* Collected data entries
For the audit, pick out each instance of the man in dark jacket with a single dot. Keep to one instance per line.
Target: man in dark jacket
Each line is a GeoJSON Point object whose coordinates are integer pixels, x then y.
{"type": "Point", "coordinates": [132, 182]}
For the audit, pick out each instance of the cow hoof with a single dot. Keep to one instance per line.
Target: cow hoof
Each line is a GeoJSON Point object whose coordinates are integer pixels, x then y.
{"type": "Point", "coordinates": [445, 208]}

* REQUIREMENT
For this task, please set down every entry exactly, with no line left out.

* EXERCISE ANSWER
For the audit, pick out each instance of the man in dark jacket with a single dot. Keep to one instance per line.
Target: man in dark jacket
Each line is a GeoJSON Point object whose coordinates are integer pixels, x then y.
{"type": "Point", "coordinates": [132, 182]}
For the audit, pick out each instance of the cow hoof with a single dot. Keep to one instance per line.
Target: cow hoof
Each line is a GeoJSON Point object whose coordinates are integer pixels, x then y.
{"type": "Point", "coordinates": [445, 208]}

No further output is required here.